**WRITTEN TASK 1**
In the disaster-proofing thread, which organization designed Ada?
**WRITTEN TASK 2**
Please write out the passage of the disaster-proofing thread that begins at the words "T-SQL, PL/SQL and" and stops after "transaction is committed.", switching "SQL Mirroring" to "database mirroring".

So it seems that the disaster-proofing is better in the current form - uninterrupted power supplies, hot backup servers ready to go, multiple network routes between hosts, etc. And then we only have to hope that our software is bug-free!

true... I can see problems for things like banking applications. But for 'simple' tasks which have to process csv files being delivered on a ftp site, perform hourly maintenance on files or db, etc etc. In that case it would be nice it it just would continue where it left off.
Anyhow... you touch some interesting points. It is definitely not easy to create such a language/system/framework.
would the simple tasks really need a much beyond a UPS and a 'retry until succeeding' logic in the upload script?
I bump into a lot of these cases. Going out of my way to have temp files and such to remember where I was in case of unforeseen problems. I also have code then which, by reading that file, can deduce where I was and what stuff has to be cleaned/continued
+2  A: 

Depending upon your definition of a disaster, it can range from 'difficult' to 'practicly impossible' to delegate this responsibility to the language.

Other examples given include persisting the current state of the application to NVRAM after each statement is executed. This only works so long as the computer doesn't get destroyed.

How would a language level feature know to restart the application on a new host?

And in the situation of restoring the application to a host - what if significant time had passed and assumptions/checks made previously were now invalid?

T-SQL, PL/SQL and other transactional languages are probably as close as you'll get to 'disaster proof' - they either succeed (and the data is saved), or they don't. Excluding disabling transactional isolation, it's difficult (but probably not impossible if you really try hard) to get into 'unknown' states.

You can use techniques like SQL Mirroring to ensure that writes are saved in atleast two locations concurrently before a transaction is committed.

You still need to ensure you save your state every time it's safe (commit).

Will Hughes
+1  A: 

Precise answer:

Ada and SPARK were designed for maximum fault-tolerance and to move all bugs possible to compile-time rather than runtime. Ada was designed by the US Dept of Defense for military and aviation systems, running on embedded devices in such things as airplanes. Spark is its descendant. There's another language used in the early US space program, HAL/S geared to handling HARDWARE failure and memory corruption due to cosmic rays.

Practical answer:

I've never met anyone who can code Ada/Spark. For most users the best answer is SQL variants on a DBMS with automatic failover and clustering of servers. Integrity checks guarantee safety. Something like T-SQL or PL/SQL has full transactional security, is Turing-complete, and is pretty tolerant of problems.

Reason there isn't a better answer:

For performance reasons, you can't provide durability for every program operation. If you did, the processing would slow to the speed of your fastest nonvolative storage. At best, your performance will drop by a thousand or million fold, because of how much slower ANYTHING is than CPU caches or RAM.

It would be the equivalent of going from a Core 2 Duo CPU to the ancient 8086 CPU -- at most you could do a couple hundred operations per second. Except, this would be even SLOWER.

**ENTRIES SHOWN**
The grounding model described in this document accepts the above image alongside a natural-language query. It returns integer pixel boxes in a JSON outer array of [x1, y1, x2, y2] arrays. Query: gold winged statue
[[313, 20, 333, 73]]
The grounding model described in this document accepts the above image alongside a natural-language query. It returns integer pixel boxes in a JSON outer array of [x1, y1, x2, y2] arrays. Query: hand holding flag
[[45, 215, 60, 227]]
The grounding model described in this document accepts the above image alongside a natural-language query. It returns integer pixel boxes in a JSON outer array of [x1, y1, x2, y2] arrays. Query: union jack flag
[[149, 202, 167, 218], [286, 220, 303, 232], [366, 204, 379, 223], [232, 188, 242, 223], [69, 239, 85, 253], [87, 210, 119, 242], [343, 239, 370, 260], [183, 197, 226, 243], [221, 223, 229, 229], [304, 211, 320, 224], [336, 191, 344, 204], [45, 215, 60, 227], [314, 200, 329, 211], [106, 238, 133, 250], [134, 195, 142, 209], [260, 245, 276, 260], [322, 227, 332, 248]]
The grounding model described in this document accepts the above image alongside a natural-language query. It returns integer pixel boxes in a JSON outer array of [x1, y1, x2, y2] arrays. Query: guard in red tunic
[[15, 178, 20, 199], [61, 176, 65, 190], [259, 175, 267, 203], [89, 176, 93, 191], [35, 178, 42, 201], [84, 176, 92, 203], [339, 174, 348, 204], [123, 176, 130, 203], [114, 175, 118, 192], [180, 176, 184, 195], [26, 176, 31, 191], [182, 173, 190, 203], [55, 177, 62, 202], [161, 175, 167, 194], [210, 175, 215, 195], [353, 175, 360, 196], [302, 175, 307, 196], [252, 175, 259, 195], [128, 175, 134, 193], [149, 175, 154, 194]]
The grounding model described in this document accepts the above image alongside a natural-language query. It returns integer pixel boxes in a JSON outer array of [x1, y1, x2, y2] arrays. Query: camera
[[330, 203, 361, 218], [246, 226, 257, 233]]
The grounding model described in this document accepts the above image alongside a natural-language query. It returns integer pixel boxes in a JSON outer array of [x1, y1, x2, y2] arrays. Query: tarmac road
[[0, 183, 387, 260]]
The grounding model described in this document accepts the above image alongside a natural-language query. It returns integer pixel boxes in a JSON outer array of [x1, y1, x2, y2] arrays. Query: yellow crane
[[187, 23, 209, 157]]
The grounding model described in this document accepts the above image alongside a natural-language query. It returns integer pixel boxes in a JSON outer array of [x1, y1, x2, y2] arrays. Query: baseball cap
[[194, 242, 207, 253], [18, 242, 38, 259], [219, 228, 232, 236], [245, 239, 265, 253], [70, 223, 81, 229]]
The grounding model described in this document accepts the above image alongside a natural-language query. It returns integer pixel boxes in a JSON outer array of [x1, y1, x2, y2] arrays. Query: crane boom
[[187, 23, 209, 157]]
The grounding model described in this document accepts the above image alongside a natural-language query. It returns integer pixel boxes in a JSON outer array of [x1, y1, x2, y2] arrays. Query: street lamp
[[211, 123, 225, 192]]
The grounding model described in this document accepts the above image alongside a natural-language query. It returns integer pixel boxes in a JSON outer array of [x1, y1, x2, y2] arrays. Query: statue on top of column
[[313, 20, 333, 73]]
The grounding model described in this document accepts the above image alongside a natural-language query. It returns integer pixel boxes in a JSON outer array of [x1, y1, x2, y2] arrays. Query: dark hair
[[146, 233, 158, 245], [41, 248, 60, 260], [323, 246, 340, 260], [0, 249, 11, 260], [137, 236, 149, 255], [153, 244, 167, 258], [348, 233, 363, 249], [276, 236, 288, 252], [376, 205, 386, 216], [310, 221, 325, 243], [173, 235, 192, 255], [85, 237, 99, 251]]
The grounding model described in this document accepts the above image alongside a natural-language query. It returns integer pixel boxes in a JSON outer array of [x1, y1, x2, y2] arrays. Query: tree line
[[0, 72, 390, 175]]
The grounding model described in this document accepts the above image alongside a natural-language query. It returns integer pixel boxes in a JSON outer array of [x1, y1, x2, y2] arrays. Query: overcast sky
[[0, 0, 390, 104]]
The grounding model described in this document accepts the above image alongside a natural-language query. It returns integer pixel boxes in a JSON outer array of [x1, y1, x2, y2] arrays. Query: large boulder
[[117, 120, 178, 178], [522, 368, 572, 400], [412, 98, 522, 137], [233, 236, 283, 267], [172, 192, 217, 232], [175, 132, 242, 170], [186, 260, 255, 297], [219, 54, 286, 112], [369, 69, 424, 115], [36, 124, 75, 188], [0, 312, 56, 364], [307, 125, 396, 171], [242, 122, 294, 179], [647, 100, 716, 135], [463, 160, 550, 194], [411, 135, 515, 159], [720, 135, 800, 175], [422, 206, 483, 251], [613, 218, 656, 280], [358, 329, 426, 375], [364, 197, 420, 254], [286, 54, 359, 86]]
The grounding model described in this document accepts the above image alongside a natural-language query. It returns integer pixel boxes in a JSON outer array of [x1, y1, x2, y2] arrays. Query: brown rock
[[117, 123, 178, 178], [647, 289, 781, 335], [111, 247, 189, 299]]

**CORRECT ANSWER 1**
The US Dept of Defense designed Ada.

**CORRECT ANSWER 2**
T-SQL, PL/SQL and other transactional languages are probably as close as you'll get to 'disaster proof' - they either succeed (and the data is saved), or they don't. Excluding disabling transactional isolation, it's difficult (but probably not impossible if you really try hard) to get into 'unknown' states.

You can use techniques like database mirroring to ensure that writes are saved in atleast two locations concurrently before a transaction is committed.